> **EXERCISE**: Output the data from the line containing "Presence check: is the group" down to the line containing "[659,334,807,403]", both included, as a two-column CSV with columns request and answer. Put each request and its answer in one row, each in a quoted field with line breaks replaced by spaces, and leave the pictures out.

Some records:
_ _ _ _ _

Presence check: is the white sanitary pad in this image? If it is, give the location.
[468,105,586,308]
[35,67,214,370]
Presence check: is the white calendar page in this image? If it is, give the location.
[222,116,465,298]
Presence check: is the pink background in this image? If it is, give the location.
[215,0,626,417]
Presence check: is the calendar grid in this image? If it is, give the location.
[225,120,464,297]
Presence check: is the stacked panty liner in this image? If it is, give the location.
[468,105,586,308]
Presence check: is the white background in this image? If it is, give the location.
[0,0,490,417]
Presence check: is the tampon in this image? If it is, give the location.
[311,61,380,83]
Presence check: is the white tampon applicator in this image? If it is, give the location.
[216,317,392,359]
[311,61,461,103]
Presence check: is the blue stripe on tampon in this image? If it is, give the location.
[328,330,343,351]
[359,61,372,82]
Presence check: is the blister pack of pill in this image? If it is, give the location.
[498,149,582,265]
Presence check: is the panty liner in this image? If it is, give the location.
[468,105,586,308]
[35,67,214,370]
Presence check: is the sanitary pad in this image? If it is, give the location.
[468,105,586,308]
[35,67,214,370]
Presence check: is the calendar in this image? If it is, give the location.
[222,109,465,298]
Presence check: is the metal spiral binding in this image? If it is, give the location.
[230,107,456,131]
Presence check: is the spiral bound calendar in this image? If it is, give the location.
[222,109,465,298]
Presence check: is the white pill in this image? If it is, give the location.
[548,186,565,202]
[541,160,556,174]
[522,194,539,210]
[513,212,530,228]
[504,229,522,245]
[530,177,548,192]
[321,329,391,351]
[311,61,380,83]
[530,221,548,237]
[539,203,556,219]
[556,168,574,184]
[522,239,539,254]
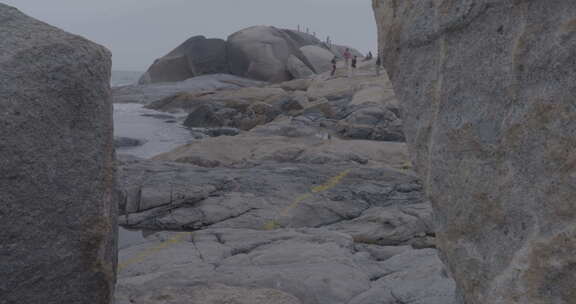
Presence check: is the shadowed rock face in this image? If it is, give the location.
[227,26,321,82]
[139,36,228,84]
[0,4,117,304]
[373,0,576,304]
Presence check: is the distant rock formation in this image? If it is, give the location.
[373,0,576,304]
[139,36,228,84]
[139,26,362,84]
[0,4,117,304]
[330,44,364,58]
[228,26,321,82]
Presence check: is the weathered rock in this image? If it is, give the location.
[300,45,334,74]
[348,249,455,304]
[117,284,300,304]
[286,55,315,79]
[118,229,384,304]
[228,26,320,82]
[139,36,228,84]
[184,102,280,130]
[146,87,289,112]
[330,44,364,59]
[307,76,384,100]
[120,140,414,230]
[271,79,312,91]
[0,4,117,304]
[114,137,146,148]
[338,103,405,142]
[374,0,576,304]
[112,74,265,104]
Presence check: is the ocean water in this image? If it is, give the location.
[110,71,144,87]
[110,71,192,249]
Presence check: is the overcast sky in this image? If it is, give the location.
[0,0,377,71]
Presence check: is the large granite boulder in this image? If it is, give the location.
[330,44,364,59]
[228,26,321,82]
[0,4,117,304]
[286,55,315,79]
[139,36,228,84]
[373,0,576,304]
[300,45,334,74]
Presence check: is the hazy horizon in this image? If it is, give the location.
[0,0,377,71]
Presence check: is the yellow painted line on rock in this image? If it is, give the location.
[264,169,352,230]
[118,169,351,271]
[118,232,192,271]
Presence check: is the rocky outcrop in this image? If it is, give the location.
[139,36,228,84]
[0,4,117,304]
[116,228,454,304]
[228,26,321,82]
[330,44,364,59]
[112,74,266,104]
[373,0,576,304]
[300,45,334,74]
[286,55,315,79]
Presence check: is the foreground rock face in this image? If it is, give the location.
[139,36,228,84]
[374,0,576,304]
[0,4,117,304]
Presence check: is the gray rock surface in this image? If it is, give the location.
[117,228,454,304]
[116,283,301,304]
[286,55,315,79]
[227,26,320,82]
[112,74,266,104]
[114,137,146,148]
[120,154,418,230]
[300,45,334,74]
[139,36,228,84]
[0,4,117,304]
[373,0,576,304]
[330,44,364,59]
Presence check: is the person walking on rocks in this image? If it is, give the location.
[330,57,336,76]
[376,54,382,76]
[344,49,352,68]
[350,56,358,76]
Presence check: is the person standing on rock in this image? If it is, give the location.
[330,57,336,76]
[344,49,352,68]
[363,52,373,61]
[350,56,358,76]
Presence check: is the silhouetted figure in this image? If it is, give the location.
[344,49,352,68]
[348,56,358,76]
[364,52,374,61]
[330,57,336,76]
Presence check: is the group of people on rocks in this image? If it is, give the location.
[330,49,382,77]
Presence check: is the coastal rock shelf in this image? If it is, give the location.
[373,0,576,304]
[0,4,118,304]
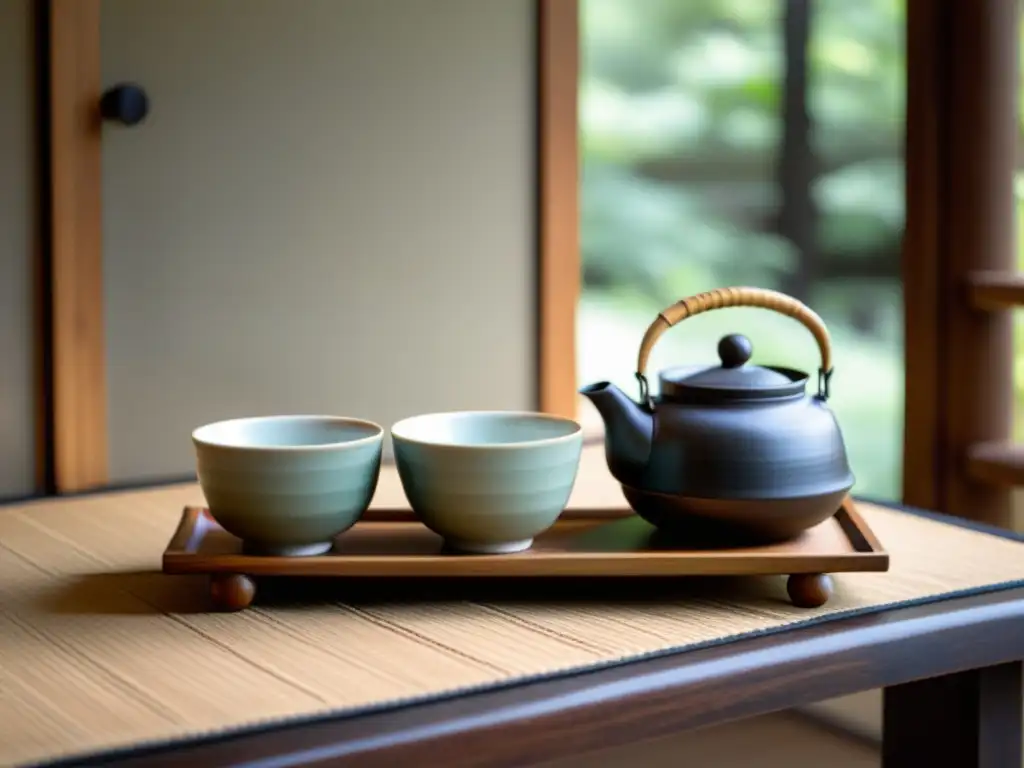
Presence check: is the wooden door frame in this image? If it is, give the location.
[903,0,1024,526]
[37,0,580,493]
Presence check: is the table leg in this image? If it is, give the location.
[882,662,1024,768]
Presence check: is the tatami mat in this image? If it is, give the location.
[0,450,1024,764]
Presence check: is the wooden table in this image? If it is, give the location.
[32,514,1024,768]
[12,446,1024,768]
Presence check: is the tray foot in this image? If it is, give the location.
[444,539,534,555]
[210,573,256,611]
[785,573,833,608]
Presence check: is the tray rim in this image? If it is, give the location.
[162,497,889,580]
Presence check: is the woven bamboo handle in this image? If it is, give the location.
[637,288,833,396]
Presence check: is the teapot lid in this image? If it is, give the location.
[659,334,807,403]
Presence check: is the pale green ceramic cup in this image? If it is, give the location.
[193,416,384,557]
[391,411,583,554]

_ _ _ _ _

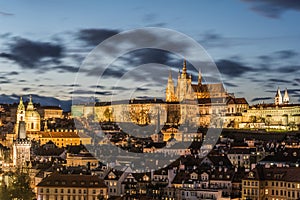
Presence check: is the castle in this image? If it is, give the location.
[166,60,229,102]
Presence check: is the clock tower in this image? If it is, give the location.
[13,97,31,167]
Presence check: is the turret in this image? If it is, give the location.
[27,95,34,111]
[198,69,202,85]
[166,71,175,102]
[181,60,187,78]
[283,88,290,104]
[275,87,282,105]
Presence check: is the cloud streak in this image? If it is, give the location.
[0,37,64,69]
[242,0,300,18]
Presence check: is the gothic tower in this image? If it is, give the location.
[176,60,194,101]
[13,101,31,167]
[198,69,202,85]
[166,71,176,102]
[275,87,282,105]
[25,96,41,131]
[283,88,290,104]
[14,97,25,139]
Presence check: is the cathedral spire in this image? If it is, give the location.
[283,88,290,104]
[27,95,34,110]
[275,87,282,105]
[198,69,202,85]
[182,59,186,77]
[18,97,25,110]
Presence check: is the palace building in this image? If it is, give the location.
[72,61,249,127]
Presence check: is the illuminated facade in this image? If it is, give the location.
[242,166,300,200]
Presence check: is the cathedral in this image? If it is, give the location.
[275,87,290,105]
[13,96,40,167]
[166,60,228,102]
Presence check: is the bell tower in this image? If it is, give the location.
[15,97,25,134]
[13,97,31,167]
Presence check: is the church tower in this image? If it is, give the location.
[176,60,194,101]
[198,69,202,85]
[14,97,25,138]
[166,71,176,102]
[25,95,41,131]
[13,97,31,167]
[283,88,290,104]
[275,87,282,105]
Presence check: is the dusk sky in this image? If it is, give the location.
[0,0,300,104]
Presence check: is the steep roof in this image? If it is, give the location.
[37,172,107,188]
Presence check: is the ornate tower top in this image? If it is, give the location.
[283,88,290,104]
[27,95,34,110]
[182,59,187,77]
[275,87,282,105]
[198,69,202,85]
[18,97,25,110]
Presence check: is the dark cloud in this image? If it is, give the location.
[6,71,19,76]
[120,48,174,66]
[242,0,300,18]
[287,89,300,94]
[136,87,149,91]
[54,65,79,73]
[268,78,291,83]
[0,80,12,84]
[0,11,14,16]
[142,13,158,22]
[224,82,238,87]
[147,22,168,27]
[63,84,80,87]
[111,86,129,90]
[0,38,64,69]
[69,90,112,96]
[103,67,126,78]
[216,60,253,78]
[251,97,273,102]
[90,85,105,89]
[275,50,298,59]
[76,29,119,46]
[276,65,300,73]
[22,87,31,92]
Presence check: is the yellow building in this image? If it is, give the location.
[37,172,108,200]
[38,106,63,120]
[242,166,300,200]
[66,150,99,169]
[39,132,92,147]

_ _ _ _ _

> **SOLUTION FOR THIS EXERCISE**:
request,answer
"Presence check: is the group of people on rocks in this image? If it is, give the location.","[330,49,382,77]"
"Presence check: is the coastal rock shelf in this image? If it is, give the location.","[373,0,576,304] [0,4,118,304]"
"Presence check: is the wooden door frame in this image? If it is, give the location.","[903,0,1024,526] [37,0,580,493]"
"Presence check: is the table leg in this image? If it is, give the location.","[882,662,1024,768]"
"Presence check: is the tatami mat in this image? If it is, give the location.","[0,450,1024,764]"
"Presence check: is the wooden table in this image? If it is, give the location.","[32,514,1024,768] [12,446,1024,768]"
"Presence check: is the tray foot in this image? If it is, give the location.","[444,539,534,555] [210,573,256,611] [785,573,833,608]"
"Presence check: is the tray rim in this image? If it is, give the location.","[162,497,889,580]"
"Presence check: is the woven bamboo handle in this image? If it is, give the location.","[637,288,833,396]"
"Presence check: is the teapot lid in this image? If it is, give the location.","[659,334,807,403]"